Reproduce all lines of the listing below in which the word "shirt" occurs.
[Opening DATASET CONTENT section]
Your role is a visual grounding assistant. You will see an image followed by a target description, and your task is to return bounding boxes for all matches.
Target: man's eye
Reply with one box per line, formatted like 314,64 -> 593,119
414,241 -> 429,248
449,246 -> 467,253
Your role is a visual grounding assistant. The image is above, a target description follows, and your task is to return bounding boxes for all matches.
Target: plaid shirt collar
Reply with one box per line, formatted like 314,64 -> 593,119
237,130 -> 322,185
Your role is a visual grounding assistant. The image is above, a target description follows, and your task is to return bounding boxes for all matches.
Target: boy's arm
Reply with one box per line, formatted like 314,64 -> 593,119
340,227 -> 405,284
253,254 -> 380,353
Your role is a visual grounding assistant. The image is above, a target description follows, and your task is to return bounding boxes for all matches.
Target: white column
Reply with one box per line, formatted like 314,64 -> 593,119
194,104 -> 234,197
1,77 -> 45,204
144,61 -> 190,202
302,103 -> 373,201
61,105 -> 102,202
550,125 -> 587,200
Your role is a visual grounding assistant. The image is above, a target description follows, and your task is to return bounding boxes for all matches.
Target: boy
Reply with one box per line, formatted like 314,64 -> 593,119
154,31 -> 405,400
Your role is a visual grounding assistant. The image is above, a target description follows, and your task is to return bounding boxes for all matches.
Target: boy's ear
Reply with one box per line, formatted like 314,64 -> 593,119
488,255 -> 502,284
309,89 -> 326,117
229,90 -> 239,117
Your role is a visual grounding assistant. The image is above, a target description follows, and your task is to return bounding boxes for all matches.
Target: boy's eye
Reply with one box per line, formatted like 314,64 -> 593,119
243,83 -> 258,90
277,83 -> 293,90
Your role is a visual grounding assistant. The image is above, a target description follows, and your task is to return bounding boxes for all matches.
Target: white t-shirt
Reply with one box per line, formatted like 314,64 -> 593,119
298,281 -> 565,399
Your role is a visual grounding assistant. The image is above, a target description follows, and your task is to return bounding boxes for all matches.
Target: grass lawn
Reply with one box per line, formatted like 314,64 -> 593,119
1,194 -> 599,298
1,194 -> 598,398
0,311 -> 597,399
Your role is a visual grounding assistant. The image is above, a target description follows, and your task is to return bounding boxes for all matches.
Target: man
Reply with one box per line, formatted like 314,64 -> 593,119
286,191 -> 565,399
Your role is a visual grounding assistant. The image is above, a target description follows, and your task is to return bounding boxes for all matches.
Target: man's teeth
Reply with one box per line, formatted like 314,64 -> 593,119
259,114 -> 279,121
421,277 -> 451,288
[Closing DATASET CONTENT section]
# TASK ANSWER:
Target: plaid shirt collar
Target: white t-shirt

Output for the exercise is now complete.